§ Information supplied:
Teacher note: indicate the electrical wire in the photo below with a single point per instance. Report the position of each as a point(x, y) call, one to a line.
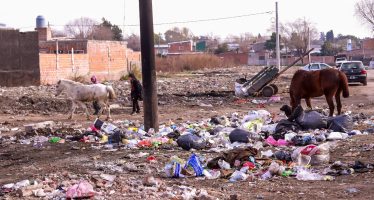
point(180, 22)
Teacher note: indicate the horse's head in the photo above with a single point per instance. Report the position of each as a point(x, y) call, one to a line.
point(59, 88)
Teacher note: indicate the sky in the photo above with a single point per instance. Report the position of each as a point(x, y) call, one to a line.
point(336, 15)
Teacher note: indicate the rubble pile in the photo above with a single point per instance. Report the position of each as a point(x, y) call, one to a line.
point(234, 148)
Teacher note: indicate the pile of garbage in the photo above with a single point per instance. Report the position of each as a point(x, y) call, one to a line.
point(256, 146)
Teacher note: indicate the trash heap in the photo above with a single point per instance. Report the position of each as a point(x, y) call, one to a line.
point(256, 146)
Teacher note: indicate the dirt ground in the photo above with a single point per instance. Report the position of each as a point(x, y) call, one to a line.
point(184, 97)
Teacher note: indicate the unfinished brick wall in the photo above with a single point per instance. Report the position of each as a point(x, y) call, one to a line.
point(64, 46)
point(68, 67)
point(19, 60)
point(236, 58)
point(107, 59)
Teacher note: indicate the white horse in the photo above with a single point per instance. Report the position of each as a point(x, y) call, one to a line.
point(79, 93)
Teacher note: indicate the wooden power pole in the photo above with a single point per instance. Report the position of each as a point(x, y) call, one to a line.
point(150, 102)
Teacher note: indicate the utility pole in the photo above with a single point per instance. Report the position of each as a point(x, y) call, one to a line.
point(277, 35)
point(150, 103)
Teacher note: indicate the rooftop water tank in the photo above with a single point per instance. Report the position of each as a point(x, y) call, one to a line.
point(40, 22)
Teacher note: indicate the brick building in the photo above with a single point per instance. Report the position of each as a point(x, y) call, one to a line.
point(34, 58)
point(182, 47)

§ Work order:
Above are the records; copy every one of them exactly and omit the images.

§ Completed task:
Teacher note: indicate the electrical wire in the photo below with a single point per instance. Report the position of each as a point(x, y) call, one to a line.
point(180, 22)
Teacher note: indicate the horse's head in the photo above with a single point per instance. Report the position of each as a point(x, y) call, one to a line.
point(59, 88)
Teacher note: indicate the sky in the photo above with a single point per instance. Report the position of each as a point(x, y) call, one to a line.
point(336, 15)
Teacher note: indicate the rubble pile in the photo above with a single point per instance. Report the position of each as a point(x, y) call, one to a line.
point(234, 148)
Teacher note: indicate the pile of garbage in the photo above with a single point per instance. Report the position of each as a point(x, y) call, one to a line.
point(256, 146)
Teacher note: indicate the trash heap in the photo above with a single point per instance. Report the position of each as a point(x, y) call, one to a line.
point(256, 146)
Teacher note: indicate the dirt ground in the photo above with a single point per instance. Report the position of each as a point(x, y) call, one to a line.
point(184, 97)
Teacher note: indicate the unfinished brick wall in the photo above with a single point per instance. Report the position of each as a point(x, y) call, one to a line.
point(64, 46)
point(68, 67)
point(19, 60)
point(236, 58)
point(107, 59)
Teacher note: indicate the white horse in the photo above with a single point per instance. Report the position of each as a point(x, y) call, one to a line.
point(79, 93)
Teacher note: indicate the wooden power pole in the photo above with a single point per instance. Report the position of each as a point(x, y) call, one to a line.
point(150, 102)
Teacher note: indicate the utility pole in the photo above with a single point per instance. Report the position of each as a point(x, y) call, one to a line.
point(277, 35)
point(150, 103)
Teacher note: indicate the rooftop water tank in the photo above with a single point per instance. Report the position of each as a point(x, y) call, one to a line.
point(40, 22)
Teacher note: indicate the brick building in the photo above with a single point per instance. Report the position of each as a point(x, y) call, one to a line.
point(34, 58)
point(182, 47)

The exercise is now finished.